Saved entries
>>>>

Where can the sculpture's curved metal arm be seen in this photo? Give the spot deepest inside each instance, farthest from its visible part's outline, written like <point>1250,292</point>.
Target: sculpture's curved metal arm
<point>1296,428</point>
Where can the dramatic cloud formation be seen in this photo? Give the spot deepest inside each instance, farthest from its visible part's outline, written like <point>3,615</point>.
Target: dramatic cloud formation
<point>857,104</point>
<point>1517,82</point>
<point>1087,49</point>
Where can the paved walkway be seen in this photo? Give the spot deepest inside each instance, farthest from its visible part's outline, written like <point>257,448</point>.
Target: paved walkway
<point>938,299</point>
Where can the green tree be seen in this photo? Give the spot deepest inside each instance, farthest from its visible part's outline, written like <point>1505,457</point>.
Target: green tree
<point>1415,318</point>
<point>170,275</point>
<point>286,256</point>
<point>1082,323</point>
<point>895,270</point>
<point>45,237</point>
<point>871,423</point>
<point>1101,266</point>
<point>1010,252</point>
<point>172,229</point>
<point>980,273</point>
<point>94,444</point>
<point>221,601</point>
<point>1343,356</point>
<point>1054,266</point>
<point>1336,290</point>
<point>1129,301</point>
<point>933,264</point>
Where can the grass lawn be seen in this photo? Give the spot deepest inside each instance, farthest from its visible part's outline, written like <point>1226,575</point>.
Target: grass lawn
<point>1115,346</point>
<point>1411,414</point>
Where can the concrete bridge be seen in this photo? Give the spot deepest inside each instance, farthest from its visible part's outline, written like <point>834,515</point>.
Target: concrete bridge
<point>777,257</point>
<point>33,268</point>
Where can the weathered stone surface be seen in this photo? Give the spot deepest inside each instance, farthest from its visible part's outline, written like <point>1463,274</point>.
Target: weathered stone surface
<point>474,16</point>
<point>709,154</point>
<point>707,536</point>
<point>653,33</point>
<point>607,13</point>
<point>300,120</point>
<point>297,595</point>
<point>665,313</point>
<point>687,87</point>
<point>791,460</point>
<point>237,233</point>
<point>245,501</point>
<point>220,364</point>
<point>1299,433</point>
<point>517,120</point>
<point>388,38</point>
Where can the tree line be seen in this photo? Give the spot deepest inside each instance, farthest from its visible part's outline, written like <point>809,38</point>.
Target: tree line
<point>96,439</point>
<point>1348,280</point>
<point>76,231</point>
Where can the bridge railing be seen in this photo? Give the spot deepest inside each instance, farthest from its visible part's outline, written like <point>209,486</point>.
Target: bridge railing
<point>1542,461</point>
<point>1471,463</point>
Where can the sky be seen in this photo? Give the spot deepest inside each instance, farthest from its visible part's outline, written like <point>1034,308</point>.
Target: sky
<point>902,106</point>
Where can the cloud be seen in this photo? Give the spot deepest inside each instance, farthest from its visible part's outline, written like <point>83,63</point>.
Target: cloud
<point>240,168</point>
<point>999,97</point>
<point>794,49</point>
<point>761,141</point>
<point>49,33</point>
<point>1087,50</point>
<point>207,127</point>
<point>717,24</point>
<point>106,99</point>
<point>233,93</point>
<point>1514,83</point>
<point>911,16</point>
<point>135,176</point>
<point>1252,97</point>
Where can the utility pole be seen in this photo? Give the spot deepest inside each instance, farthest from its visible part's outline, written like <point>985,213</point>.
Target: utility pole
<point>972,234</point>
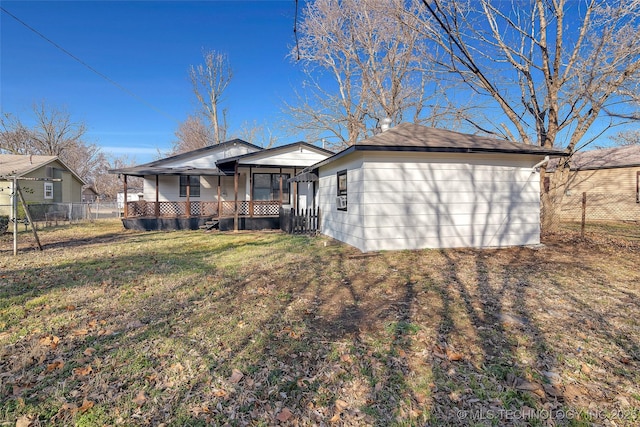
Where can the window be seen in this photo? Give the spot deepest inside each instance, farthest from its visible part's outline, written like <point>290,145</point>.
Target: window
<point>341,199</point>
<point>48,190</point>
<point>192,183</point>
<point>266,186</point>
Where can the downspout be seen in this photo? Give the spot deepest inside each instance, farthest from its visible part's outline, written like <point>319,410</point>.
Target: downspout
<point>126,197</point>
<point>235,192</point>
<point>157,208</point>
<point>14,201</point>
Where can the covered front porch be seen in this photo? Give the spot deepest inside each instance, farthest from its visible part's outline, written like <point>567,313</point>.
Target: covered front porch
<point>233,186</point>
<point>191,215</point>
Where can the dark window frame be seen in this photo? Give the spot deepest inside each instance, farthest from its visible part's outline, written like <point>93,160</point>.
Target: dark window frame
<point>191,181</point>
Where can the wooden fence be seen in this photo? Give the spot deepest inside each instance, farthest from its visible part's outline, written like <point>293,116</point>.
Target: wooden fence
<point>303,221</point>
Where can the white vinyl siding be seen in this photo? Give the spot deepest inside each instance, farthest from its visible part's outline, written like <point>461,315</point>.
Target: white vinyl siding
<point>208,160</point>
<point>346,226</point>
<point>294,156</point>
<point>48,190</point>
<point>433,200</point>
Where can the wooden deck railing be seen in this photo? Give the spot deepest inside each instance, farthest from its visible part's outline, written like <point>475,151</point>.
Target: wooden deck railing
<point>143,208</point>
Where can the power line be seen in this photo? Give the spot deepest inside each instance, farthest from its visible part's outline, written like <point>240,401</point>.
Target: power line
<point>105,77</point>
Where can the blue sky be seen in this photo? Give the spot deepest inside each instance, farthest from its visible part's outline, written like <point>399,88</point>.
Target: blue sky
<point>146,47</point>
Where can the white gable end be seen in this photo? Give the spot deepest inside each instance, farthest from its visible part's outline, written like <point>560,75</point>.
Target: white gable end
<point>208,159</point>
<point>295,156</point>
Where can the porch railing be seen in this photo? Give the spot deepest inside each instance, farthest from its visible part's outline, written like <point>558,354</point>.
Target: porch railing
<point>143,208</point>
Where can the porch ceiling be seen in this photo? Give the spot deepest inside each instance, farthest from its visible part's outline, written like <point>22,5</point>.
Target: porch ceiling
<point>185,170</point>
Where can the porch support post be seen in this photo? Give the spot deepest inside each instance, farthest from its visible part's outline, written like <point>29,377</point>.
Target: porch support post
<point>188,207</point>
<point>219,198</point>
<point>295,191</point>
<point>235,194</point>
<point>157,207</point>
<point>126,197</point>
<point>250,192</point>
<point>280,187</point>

<<<<
>>>>

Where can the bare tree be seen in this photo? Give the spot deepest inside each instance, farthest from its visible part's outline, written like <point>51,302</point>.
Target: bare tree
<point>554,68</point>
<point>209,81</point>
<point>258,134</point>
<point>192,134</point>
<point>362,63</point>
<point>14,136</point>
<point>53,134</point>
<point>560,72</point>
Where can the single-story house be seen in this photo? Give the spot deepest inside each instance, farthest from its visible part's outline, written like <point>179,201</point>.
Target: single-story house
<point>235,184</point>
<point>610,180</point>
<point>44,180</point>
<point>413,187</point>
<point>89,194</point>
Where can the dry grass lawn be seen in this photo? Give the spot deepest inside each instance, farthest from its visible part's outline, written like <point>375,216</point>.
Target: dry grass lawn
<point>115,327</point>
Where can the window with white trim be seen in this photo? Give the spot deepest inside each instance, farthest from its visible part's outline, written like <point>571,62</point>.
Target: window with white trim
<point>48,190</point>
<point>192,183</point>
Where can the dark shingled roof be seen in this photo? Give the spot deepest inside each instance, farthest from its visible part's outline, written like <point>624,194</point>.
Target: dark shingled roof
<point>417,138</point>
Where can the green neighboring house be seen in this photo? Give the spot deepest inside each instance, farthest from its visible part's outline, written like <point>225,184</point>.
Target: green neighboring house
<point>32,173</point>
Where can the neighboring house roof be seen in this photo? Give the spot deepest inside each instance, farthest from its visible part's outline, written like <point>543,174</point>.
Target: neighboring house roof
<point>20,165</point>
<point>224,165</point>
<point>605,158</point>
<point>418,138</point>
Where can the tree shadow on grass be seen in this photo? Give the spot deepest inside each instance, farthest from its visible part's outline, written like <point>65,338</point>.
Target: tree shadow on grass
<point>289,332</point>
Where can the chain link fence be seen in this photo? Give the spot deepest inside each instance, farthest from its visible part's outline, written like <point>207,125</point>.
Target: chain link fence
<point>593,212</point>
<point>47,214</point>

<<<<

Skipping every picture, transcribe exactly the lines above from the one containing "Where can the utility" through the one containing "Where can the window be", both included.

Where can the utility pole be seen in this photo? Give the spot deepest inside each instance, farthest from its visible part's outline, written like <point>985,213</point>.
Target: utility pole
<point>972,234</point>
Where can the window be seen in this photo? Give the spot deepest inside each instance, farthest from its visible part's outline, written like <point>290,145</point>.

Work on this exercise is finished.